Source passage:

-- -- --

Heat isn’t likely to leave the Northern Plains and Corn Belt in the next three months.
National Weather Service forecasts for August and for August through October show the odds favoring above-normal temperatures over most of the country. Maps issued July 20 show equal chances for above- or below-normal precipitation for most of the country.
“The North American multi-model ensemble depicts increased probabilities for above-normal temperatures across nearly all of the continental U.S.” according to the weather service discussion of the August monthly outlook. “The largest probabilities for above-normal temperatures in the official outlook are forecast across the northern Great Plains, where current soil moisture values rank below the 10th percentile.”
The weather service said the August-October temperature outlook indicates increased chances of above-normal temperatures, “although probabilities are reduced from parts of the southern plains to the central Mississippi Valley.

-- -- --

Stated exercise 1: Update the weather outlook article's stretch from "National Weather Service" through "for most of the country.", putting "much of the nation" in place of "most of the country".
Stated exercise 2: In the weather outlook article, across which region are the largest probabilities for above-normal temperatures forecast?
Stated exercise 3: Pick up the weather outlook article after its last sentence and keep it going.

Raw data:

-- -- --

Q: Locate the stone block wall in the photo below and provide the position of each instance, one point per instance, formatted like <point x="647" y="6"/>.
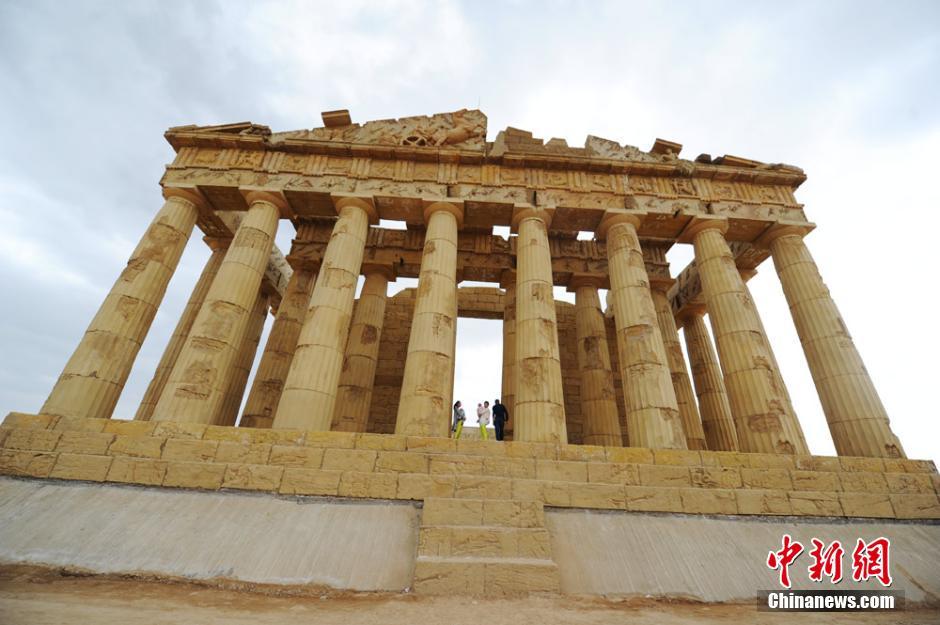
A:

-- -- --

Expected answer 1:
National Weather Service forecasts for August and for August through October show the odds favoring above-normal temperatures over much of the nation. Maps issued July 20 show equal chances for above- or below-normal precipitation for much of the nation.

Expected answer 2: Across the northern Great Plains.

Expected answer 3:
“The highest probabilities for above-normal temperatures are forecast for parts of the northern Rockies and Intermountain West, the Gulf Coast and Atlantic coasts, the Northeast and western areas of Alaska.”
The three-month precipitation outlook indicates an increased chance for above-median precipitation for parts of the southern Plains and the Southwest.
“During the autumn and winter 2017-18, the chances of el Niño development are lower compared to last month,” the weather service said.
Drought widened: The Drought Monitor issued July 20 shows drought intensified and covered more area in the past week in the Plains and northern Corn Belt.
Drought Monitor Comparison Slider map (compare drought week to week)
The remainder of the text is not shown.